╔══

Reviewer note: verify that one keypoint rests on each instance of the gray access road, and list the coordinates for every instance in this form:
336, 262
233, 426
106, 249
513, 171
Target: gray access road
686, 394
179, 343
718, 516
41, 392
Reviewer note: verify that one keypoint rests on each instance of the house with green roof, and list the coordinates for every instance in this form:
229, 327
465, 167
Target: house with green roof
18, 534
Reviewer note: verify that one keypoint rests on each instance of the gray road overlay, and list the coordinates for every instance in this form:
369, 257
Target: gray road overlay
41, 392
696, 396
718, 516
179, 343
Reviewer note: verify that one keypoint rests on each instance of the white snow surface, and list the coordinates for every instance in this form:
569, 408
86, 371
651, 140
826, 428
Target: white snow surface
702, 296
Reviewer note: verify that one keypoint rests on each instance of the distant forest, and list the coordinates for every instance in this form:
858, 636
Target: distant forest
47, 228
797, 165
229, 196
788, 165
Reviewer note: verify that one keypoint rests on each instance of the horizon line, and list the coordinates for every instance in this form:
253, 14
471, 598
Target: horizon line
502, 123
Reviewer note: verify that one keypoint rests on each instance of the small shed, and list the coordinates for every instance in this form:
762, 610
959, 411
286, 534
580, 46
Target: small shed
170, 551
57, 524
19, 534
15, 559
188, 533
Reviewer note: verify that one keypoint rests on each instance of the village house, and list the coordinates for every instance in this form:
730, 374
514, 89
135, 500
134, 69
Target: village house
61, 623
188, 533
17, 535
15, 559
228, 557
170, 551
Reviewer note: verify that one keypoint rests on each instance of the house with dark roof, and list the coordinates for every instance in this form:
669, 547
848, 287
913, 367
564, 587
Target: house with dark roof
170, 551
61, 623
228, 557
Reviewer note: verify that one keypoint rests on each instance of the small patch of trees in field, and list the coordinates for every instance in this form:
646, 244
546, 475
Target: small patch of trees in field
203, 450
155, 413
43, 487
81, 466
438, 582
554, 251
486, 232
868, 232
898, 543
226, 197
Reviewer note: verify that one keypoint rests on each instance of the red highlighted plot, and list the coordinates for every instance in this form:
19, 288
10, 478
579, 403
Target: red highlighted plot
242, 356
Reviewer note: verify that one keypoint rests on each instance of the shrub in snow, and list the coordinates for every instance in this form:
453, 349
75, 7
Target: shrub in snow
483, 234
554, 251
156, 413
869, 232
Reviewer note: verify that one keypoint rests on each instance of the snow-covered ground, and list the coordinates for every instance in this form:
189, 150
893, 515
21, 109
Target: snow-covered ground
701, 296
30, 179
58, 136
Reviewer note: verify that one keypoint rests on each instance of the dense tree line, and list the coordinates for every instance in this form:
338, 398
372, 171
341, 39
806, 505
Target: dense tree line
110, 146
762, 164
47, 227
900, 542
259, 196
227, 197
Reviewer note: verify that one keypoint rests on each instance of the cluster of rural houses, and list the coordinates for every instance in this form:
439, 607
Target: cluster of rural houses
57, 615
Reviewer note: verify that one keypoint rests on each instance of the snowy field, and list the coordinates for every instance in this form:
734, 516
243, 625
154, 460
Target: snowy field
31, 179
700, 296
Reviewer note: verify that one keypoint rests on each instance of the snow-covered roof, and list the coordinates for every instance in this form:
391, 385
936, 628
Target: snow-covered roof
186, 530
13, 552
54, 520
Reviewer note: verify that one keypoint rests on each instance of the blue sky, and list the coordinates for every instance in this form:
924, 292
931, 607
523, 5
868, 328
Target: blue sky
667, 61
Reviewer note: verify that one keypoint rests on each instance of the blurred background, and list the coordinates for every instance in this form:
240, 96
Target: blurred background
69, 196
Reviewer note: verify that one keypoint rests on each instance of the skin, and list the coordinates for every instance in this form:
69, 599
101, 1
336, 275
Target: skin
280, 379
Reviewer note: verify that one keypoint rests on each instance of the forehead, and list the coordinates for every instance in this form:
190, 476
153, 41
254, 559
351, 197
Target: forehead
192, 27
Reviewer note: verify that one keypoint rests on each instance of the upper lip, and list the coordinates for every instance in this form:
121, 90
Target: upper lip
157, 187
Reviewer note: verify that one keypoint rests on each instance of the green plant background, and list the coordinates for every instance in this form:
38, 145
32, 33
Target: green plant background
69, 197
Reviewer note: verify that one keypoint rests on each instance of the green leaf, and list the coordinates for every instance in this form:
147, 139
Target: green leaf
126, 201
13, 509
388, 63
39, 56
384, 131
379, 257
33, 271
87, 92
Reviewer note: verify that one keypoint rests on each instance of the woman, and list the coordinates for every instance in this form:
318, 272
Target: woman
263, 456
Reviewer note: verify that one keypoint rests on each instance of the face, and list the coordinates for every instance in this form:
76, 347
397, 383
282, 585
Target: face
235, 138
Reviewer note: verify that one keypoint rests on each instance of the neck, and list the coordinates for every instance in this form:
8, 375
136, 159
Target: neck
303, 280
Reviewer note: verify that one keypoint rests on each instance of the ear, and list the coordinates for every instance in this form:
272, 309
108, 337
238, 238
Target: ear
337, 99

╚══
╔══

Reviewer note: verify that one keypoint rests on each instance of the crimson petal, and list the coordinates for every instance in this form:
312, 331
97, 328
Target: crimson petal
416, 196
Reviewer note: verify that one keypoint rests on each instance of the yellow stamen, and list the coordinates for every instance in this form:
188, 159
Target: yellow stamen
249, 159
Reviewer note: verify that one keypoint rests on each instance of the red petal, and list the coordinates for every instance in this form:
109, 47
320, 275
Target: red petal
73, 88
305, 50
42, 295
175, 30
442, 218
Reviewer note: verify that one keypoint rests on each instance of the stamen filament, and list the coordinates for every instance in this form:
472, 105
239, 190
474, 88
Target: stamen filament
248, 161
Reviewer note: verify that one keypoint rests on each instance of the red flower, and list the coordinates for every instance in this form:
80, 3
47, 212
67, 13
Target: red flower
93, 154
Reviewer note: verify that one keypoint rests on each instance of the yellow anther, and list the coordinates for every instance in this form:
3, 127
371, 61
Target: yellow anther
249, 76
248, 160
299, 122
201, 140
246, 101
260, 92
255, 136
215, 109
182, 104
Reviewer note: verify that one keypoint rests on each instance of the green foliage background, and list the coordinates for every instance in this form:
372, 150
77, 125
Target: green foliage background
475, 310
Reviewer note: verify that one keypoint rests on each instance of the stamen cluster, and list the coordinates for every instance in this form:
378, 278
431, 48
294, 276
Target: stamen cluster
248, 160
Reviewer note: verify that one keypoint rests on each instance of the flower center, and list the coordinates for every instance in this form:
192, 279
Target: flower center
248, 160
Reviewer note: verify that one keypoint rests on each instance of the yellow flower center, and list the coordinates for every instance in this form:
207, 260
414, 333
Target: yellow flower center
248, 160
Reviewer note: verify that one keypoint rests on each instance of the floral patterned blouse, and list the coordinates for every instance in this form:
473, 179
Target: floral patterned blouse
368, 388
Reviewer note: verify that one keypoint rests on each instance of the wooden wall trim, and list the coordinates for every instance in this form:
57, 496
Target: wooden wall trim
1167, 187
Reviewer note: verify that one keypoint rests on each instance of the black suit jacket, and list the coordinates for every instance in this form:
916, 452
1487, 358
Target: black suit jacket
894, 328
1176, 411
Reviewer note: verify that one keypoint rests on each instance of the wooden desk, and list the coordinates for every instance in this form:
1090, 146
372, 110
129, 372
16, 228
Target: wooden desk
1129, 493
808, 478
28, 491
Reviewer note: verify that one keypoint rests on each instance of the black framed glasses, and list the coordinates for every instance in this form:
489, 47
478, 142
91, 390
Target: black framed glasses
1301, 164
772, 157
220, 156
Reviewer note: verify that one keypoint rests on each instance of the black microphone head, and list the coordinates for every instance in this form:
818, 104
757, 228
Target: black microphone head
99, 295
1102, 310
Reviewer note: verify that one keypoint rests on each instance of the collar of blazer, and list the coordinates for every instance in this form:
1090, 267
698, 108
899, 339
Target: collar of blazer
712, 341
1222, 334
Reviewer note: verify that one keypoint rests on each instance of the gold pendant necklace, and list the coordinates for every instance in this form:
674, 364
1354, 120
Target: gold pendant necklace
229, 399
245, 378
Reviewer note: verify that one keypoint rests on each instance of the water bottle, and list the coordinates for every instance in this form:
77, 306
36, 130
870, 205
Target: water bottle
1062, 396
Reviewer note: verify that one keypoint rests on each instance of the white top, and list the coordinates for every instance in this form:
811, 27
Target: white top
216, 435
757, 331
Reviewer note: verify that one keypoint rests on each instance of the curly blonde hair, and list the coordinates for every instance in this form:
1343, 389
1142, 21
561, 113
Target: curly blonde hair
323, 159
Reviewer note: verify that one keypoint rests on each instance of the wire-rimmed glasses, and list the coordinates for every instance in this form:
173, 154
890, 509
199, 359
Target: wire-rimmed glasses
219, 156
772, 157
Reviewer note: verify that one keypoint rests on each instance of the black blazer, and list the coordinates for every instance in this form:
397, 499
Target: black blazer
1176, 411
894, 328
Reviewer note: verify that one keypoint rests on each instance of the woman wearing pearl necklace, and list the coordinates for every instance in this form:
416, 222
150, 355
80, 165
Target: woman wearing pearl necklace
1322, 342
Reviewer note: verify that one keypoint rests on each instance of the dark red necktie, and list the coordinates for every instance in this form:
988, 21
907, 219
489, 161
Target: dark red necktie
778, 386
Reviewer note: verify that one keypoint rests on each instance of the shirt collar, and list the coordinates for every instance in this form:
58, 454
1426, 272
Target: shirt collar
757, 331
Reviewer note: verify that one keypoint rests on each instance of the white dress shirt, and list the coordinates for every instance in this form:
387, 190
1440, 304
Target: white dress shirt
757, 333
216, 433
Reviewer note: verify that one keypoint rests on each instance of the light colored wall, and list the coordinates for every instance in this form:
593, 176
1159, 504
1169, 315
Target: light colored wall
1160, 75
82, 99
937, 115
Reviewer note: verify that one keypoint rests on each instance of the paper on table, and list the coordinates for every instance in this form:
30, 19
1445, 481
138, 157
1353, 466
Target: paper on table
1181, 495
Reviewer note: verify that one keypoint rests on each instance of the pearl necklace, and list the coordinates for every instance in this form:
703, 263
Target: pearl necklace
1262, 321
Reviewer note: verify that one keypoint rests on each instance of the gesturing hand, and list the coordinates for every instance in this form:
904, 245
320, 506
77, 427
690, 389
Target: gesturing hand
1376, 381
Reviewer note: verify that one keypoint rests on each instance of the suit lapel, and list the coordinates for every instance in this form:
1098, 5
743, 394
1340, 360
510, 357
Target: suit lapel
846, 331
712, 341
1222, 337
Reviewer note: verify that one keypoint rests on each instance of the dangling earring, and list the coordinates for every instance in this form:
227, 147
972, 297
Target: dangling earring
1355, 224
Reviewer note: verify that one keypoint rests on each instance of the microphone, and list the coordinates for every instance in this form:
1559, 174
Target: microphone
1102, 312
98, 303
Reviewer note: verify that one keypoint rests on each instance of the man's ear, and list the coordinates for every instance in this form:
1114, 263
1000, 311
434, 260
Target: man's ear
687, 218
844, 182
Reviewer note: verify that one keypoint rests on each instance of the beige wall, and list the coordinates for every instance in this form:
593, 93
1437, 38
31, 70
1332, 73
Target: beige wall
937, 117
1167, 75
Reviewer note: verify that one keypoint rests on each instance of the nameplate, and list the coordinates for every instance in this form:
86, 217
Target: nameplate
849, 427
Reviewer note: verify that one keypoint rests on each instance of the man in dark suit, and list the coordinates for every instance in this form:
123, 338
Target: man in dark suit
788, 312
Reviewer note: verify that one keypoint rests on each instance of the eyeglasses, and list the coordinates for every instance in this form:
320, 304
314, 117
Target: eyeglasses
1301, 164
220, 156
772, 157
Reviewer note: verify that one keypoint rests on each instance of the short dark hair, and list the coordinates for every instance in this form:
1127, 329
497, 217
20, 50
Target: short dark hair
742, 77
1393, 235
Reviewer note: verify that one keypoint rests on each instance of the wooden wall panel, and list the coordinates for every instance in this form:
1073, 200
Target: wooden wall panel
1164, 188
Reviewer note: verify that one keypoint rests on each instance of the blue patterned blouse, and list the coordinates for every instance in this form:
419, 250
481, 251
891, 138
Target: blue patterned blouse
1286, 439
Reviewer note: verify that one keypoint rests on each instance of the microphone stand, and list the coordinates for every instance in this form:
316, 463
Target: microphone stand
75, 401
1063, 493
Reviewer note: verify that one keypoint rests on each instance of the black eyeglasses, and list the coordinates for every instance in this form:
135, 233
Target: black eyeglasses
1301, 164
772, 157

╚══
╔══

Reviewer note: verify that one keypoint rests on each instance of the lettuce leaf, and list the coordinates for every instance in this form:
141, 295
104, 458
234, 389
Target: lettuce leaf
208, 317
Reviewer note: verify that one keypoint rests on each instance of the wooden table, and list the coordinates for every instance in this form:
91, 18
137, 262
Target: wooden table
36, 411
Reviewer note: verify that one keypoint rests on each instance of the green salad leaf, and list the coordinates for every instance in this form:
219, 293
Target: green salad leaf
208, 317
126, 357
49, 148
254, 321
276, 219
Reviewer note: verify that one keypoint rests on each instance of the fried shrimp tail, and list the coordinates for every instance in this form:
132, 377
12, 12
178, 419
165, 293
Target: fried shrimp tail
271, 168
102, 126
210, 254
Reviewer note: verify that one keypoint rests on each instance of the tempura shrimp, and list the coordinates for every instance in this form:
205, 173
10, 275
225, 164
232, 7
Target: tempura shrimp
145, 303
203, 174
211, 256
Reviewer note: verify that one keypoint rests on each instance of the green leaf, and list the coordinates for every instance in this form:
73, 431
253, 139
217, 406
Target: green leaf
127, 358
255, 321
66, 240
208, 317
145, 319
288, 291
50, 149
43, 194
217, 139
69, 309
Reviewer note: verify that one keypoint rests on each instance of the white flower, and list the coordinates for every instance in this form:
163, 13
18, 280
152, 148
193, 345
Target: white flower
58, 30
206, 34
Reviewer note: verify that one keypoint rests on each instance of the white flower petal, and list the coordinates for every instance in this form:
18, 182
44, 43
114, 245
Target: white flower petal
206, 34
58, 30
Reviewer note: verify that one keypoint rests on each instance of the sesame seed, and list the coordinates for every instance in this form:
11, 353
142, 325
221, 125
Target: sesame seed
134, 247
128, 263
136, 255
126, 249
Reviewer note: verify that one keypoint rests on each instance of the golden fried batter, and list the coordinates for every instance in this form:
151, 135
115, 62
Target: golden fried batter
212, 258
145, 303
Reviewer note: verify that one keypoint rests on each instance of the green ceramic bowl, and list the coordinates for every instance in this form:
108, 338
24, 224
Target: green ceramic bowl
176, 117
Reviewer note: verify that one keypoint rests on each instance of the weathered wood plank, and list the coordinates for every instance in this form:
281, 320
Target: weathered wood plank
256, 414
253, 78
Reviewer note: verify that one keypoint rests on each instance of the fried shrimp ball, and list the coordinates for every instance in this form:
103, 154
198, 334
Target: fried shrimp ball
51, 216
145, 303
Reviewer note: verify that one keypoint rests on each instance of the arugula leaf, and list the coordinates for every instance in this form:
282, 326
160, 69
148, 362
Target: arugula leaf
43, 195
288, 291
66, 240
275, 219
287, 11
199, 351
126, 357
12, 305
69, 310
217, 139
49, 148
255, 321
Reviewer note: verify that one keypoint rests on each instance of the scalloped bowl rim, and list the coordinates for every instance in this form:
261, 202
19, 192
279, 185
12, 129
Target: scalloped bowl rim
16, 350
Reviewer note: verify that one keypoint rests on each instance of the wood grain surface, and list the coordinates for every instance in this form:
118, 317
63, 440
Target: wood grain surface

╚══

Rewrite the lines from the one containing "the wood grain" down to the one containing "Target: wood grain surface", renaming "wood grain surface" to "wooden tabletop" and leaving everything else unchanged.

Reviewer note: verify that one keypoint rests on each instance of the wooden tabletop, and list the coordinates for every instance in this form:
118, 317
63, 440
Target: wooden tabletop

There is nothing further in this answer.